→ **TASK OBJECTIVE**:
From the first entry to the last, transcribe everything exactly.

+ + + +

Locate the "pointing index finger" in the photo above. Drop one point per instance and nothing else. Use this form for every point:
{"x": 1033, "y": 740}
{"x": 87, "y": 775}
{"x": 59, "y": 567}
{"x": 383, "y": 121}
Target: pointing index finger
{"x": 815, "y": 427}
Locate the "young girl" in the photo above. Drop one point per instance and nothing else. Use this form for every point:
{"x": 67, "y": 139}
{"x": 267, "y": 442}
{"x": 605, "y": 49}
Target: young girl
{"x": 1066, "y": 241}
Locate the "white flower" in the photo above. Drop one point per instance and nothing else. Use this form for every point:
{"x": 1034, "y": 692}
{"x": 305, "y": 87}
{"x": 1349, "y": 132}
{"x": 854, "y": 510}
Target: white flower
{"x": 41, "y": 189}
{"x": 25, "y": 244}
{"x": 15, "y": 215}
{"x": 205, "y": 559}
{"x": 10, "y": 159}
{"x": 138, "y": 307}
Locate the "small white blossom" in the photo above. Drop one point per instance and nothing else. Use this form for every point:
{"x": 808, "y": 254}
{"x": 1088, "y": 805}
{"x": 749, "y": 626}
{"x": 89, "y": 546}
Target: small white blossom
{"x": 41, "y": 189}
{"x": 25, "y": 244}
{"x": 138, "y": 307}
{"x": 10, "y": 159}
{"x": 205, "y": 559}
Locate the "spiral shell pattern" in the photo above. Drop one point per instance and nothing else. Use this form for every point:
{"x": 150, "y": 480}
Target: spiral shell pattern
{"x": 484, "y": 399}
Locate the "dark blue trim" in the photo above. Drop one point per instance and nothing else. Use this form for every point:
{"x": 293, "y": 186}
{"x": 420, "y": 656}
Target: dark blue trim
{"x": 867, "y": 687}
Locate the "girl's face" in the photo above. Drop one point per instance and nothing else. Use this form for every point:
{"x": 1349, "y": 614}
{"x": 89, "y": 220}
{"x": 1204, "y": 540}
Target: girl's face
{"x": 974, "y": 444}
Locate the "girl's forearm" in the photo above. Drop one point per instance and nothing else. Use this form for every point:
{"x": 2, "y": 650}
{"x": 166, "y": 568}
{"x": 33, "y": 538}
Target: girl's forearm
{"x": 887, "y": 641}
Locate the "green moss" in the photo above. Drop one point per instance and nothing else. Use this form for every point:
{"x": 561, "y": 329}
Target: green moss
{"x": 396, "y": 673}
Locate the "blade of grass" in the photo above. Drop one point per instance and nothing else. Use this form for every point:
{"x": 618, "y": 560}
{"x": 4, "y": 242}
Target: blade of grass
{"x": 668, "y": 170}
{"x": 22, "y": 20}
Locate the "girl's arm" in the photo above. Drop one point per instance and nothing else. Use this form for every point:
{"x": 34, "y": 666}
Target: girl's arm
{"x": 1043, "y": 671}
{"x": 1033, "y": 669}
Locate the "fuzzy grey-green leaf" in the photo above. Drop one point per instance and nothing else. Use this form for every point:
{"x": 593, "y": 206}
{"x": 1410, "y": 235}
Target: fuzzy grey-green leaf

+ + + +

→ **FINISHED TASK**:
Locate the "pointing index finger" in the photo above. Drop one point per instance and nothing else. Use this form for every point:
{"x": 1033, "y": 740}
{"x": 87, "y": 775}
{"x": 59, "y": 567}
{"x": 383, "y": 121}
Target: pointing index finger
{"x": 815, "y": 427}
Locate the "young girl" in the photo above. Drop one point per instance and nothing else. Use this form for every point:
{"x": 67, "y": 139}
{"x": 267, "y": 442}
{"x": 605, "y": 49}
Target: young girl
{"x": 1066, "y": 241}
Locate the "white flower" in the photo above. Drop one point per instance and nothing else. Use this form for every point:
{"x": 1034, "y": 692}
{"x": 305, "y": 87}
{"x": 1349, "y": 132}
{"x": 854, "y": 510}
Target: white flower
{"x": 41, "y": 189}
{"x": 25, "y": 244}
{"x": 15, "y": 215}
{"x": 205, "y": 559}
{"x": 10, "y": 159}
{"x": 138, "y": 307}
Locate the "small white blossom" in the photo above. Drop one point per instance and nothing else. Use this form for every point:
{"x": 808, "y": 254}
{"x": 1088, "y": 805}
{"x": 749, "y": 626}
{"x": 89, "y": 546}
Target: small white blossom
{"x": 41, "y": 189}
{"x": 25, "y": 244}
{"x": 138, "y": 307}
{"x": 10, "y": 159}
{"x": 205, "y": 559}
Locate the "spiral shell pattern" in the photo above. Drop one point per instance and nothing else. Use this form for every point:
{"x": 150, "y": 480}
Target: spiral shell pattern
{"x": 484, "y": 399}
Locate the "dark blue trim" in the photo above. Drop one point per instance and nothing else. Use this form for every point:
{"x": 293, "y": 186}
{"x": 420, "y": 656}
Target: dark blue trim
{"x": 867, "y": 687}
Locate the "girl's face" in the photo above. Drop one point per instance and nothing else. Use this form for every point:
{"x": 1349, "y": 614}
{"x": 89, "y": 220}
{"x": 1204, "y": 540}
Target: girl's face
{"x": 974, "y": 444}
Locate the "girl's forearm" in the photo above. Drop one point per instance and nothing else. Use this form for every point:
{"x": 2, "y": 650}
{"x": 166, "y": 568}
{"x": 33, "y": 538}
Target: girl's forearm
{"x": 887, "y": 641}
Locate the "green moss" in the photo above. Drop one point per instance and nothing else. Use this form for every point:
{"x": 561, "y": 329}
Target: green moss
{"x": 396, "y": 673}
Locate the "blade of grass" in the photo above. Drop one point per instance and nothing else. Use this form for every point:
{"x": 618, "y": 560}
{"x": 4, "y": 242}
Target: blade of grass
{"x": 668, "y": 170}
{"x": 22, "y": 20}
Locate the "girl's arm" in the photo above. Drop one point per instance and nothing else. Use this form for every point:
{"x": 34, "y": 666}
Target: girl's arm
{"x": 1043, "y": 671}
{"x": 1033, "y": 669}
Locate the "fuzzy grey-green leaf" in the photo above. Drop one point per instance and nothing else. Use this form for every point:
{"x": 593, "y": 206}
{"x": 1410, "y": 235}
Target: fuzzy grey-green leaf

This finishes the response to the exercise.